WHAT TO WORK ON
Copy every entry exactly, but skip the pictures.

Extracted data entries
══════════════════════════════
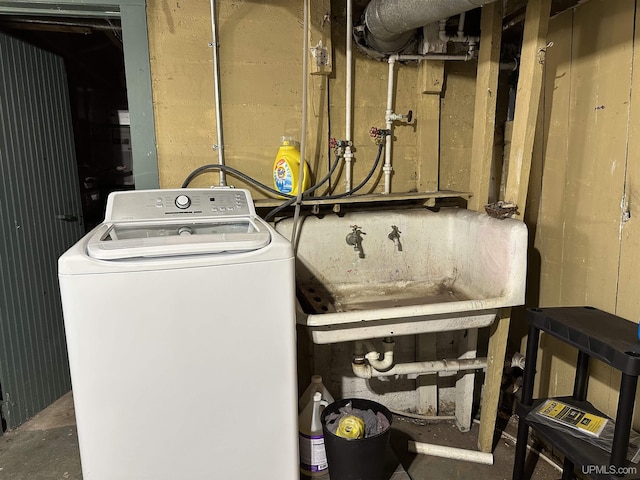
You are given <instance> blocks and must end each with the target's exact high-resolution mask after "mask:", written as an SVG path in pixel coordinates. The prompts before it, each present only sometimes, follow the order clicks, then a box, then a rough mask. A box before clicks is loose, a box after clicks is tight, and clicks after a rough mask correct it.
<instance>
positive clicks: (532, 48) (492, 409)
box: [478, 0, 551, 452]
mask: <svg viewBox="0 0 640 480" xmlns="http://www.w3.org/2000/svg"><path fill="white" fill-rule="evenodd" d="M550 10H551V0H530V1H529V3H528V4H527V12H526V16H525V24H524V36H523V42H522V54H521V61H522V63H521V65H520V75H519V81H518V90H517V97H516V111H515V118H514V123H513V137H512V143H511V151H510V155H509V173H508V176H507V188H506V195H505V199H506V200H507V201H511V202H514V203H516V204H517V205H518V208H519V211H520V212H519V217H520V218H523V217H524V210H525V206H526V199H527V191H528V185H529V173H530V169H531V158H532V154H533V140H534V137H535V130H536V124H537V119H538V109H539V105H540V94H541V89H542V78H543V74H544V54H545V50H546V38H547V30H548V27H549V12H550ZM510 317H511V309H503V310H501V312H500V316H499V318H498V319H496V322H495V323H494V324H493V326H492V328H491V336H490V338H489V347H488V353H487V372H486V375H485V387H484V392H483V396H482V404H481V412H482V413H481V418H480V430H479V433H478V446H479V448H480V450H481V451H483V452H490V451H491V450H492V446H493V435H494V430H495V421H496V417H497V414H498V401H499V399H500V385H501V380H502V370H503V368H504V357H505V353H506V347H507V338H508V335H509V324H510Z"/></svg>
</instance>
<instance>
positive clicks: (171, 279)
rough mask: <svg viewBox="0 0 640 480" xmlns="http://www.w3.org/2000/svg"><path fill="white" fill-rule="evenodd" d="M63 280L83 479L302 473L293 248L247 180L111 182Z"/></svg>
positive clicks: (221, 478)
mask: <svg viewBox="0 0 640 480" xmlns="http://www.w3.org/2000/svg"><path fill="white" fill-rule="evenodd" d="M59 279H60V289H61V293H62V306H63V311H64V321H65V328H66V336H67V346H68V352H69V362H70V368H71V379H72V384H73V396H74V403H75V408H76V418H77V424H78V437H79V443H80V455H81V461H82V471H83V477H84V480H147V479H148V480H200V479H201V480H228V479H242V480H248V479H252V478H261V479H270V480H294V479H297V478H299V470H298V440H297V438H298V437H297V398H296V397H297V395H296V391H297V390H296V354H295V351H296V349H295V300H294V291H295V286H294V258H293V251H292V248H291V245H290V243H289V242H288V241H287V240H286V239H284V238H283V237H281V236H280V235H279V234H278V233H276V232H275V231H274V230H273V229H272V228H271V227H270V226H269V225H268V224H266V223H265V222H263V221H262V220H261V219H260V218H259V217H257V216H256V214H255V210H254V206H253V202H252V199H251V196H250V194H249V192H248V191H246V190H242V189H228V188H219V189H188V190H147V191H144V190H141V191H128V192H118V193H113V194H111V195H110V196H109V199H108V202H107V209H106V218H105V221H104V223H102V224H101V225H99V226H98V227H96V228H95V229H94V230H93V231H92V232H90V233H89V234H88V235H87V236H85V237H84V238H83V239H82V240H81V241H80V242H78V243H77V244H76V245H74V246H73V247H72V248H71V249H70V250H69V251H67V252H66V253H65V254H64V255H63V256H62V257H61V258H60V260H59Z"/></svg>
══════════════════════════════
EXERCISE SOLUTION
You are given <instance> blocks and must end each with the target's exact high-resolution mask after "mask:", written as an SVG path in pixel coordinates. The prompts before it, each present only sometimes, follow the order clicks, then a box, then a rough mask. A box before clicks is loose, a box after clicks is tight, and clicks after a rough mask correct it.
<instance>
positive clicks: (532, 48) (492, 409)
box: [478, 0, 551, 452]
mask: <svg viewBox="0 0 640 480" xmlns="http://www.w3.org/2000/svg"><path fill="white" fill-rule="evenodd" d="M550 10H551V0H530V1H529V3H528V4H527V12H526V16H525V24H524V36H523V42H522V54H521V61H522V63H521V65H520V75H519V81H518V90H517V97H516V111H515V118H514V123H513V137H512V143H511V151H510V155H509V173H508V176H507V188H506V195H505V199H506V200H507V201H511V202H514V203H516V204H517V205H518V208H519V211H520V212H519V217H520V218H523V217H524V210H525V206H526V199H527V191H528V185H529V173H530V169H531V158H532V154H533V140H534V137H535V130H536V124H537V119H538V109H539V105H540V94H541V89H542V78H543V74H544V54H545V50H546V38H547V30H548V27H549V12H550ZM510 317H511V309H503V310H501V312H500V316H499V318H498V319H496V322H495V323H494V324H493V326H492V328H491V336H490V338H489V347H488V353H487V372H486V375H485V387H484V392H483V396H482V404H481V412H482V413H481V418H480V430H479V433H478V446H479V448H480V450H481V451H483V452H490V451H491V450H492V446H493V435H494V430H495V421H496V417H497V414H498V401H499V399H500V385H501V380H502V370H503V368H504V357H505V353H506V347H507V338H508V335H509V324H510Z"/></svg>
</instance>
<instance>
positive clicks: (171, 279)
rough mask: <svg viewBox="0 0 640 480" xmlns="http://www.w3.org/2000/svg"><path fill="white" fill-rule="evenodd" d="M63 280L83 479L302 473L293 248L247 180L111 182Z"/></svg>
positive clicks: (221, 478)
mask: <svg viewBox="0 0 640 480" xmlns="http://www.w3.org/2000/svg"><path fill="white" fill-rule="evenodd" d="M59 279H60V289H61V293H62V306H63V311H64V321H65V328H66V336H67V346H68V352H69V362H70V368H71V379H72V384H73V396H74V403H75V408H76V418H77V424H78V437H79V443H80V455H81V461H82V471H83V477H84V480H147V479H148V480H200V479H201V480H228V479H242V480H248V479H252V478H261V479H270V480H294V479H297V478H299V470H298V440H297V438H298V437H297V398H296V397H297V395H296V391H297V390H296V354H295V351H296V349H295V300H294V291H295V286H294V258H293V251H292V248H291V245H290V243H289V242H288V241H287V240H286V239H284V238H283V237H281V236H280V235H279V234H278V233H276V232H275V231H274V230H273V229H272V228H271V227H270V226H269V225H268V224H266V223H265V222H263V221H262V220H261V219H260V218H259V217H257V216H256V214H255V210H254V206H253V202H252V199H251V196H250V194H249V192H248V191H246V190H242V189H228V188H219V189H188V190H147V191H144V190H141V191H128V192H118V193H113V194H111V195H110V196H109V199H108V202H107V209H106V218H105V221H104V223H102V224H101V225H99V226H98V227H96V228H95V229H94V230H93V231H92V232H90V233H89V234H88V235H87V236H85V237H84V238H83V239H82V240H81V241H80V242H78V243H77V244H76V245H74V246H73V247H72V248H71V249H70V250H69V251H67V252H66V253H65V254H64V255H63V256H62V257H61V258H60V260H59Z"/></svg>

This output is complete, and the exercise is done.